[Dataset records]
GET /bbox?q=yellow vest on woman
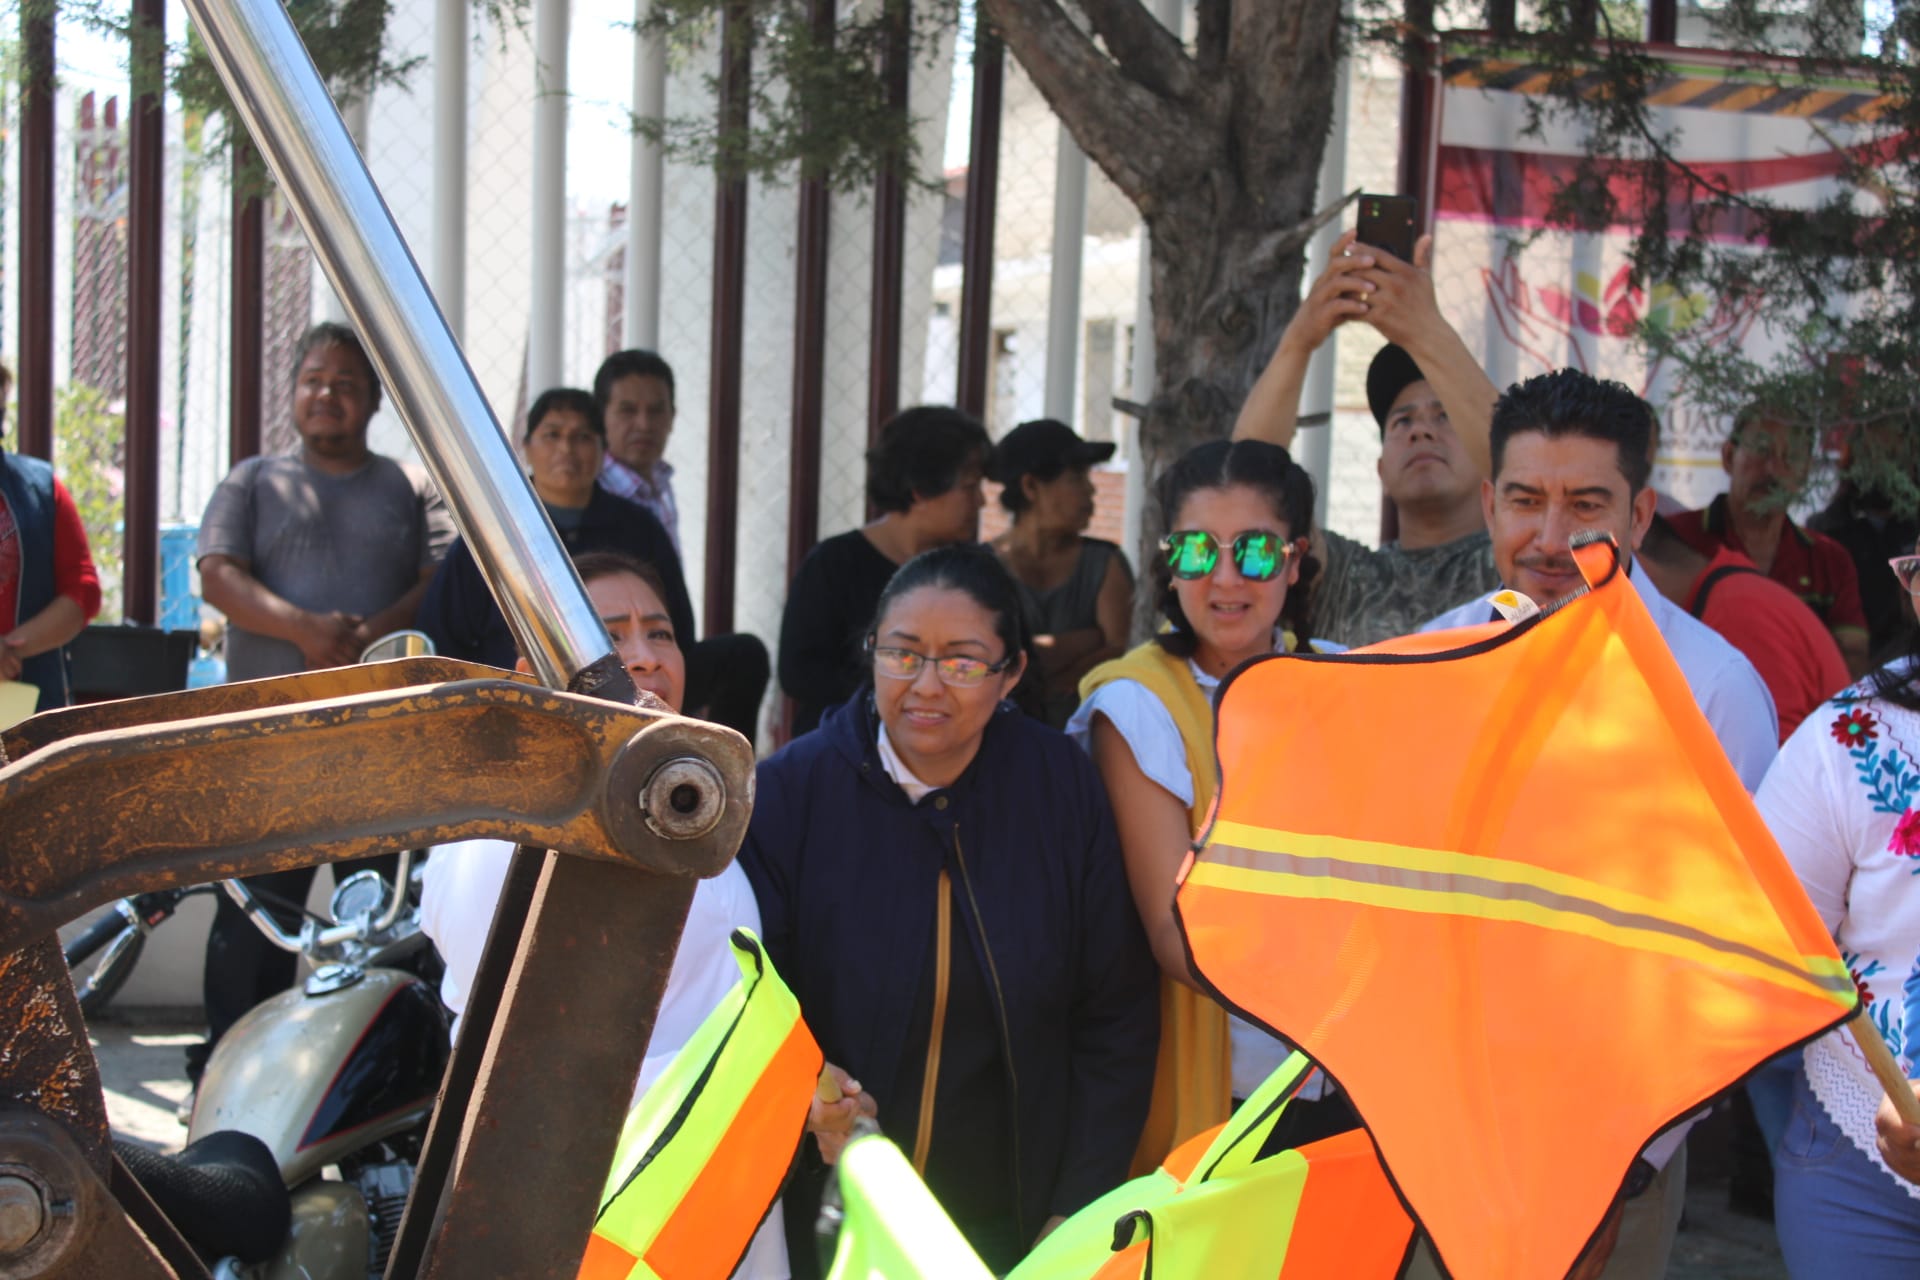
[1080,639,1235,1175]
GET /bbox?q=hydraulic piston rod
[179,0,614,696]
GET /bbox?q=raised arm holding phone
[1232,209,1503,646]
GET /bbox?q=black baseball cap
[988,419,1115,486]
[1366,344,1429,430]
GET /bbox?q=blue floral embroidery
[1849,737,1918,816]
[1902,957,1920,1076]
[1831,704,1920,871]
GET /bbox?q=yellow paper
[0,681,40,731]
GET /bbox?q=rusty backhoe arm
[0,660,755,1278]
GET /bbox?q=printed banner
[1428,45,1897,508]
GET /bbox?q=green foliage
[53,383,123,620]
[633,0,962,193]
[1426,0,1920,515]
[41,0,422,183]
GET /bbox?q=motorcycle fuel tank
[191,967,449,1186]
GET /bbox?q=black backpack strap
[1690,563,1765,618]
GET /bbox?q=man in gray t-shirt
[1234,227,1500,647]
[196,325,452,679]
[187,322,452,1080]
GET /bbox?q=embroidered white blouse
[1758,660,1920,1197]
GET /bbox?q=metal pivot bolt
...
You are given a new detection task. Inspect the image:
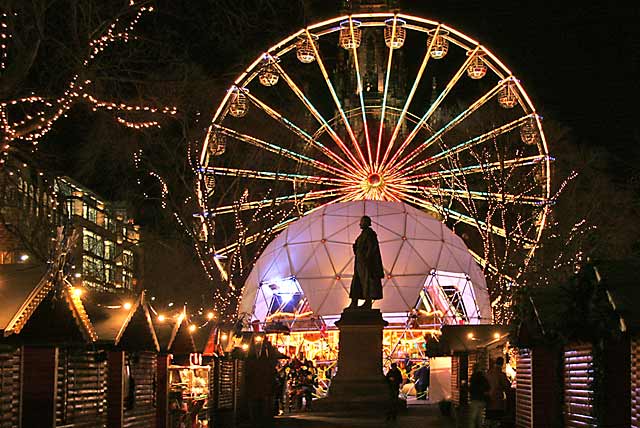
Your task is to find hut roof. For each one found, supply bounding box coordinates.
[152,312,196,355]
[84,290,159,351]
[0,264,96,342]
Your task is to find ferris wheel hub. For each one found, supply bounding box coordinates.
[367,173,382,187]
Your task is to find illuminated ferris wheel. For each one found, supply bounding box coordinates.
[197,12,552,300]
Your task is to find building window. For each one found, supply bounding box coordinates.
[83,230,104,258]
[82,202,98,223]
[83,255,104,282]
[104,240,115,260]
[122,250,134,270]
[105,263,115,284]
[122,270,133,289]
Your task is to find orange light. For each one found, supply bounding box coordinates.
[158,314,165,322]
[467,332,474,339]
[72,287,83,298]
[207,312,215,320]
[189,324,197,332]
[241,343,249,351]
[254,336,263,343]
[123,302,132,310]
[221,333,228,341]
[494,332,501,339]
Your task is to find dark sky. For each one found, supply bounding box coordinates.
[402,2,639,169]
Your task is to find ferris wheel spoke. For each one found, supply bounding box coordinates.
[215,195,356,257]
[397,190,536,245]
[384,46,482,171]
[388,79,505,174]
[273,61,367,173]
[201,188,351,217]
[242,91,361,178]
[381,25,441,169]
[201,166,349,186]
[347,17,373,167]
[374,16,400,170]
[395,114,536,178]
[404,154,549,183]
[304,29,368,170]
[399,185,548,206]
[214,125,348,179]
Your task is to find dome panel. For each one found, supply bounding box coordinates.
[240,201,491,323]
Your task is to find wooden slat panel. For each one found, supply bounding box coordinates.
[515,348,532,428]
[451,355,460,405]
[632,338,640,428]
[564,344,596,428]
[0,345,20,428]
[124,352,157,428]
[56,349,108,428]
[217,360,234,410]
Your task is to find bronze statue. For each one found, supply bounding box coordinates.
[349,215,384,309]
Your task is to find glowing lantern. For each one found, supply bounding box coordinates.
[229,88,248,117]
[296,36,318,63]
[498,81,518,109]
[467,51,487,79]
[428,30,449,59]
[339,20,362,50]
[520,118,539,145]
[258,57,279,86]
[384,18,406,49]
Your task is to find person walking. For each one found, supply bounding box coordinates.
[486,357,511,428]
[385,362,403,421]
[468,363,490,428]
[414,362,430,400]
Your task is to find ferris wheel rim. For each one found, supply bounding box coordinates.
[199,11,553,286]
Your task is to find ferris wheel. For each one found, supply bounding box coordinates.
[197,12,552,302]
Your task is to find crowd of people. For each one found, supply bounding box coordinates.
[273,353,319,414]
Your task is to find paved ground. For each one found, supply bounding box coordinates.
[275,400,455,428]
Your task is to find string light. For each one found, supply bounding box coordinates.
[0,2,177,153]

=== Assignment ===
Proceeding from the line containing "GET /bbox?q=green foliage" through the line containing "GET /bbox?q=metal pivot bolt", transcribe the lines above exactly, both end lines included.

=== Finished exercise ===
GET /bbox?q=green foliage
[53,383,123,620]
[633,0,962,193]
[1426,0,1920,515]
[41,0,422,183]
GET /bbox?q=motorcycle fuel tank
[191,967,449,1186]
GET /bbox?q=black backpack strap
[1690,563,1765,618]
GET /bbox?q=man in gray t-shirt
[1234,227,1500,647]
[196,325,452,679]
[187,322,452,1080]
GET /bbox?q=embroidered white blouse
[1758,660,1920,1197]
GET /bbox?q=metal pivot bolt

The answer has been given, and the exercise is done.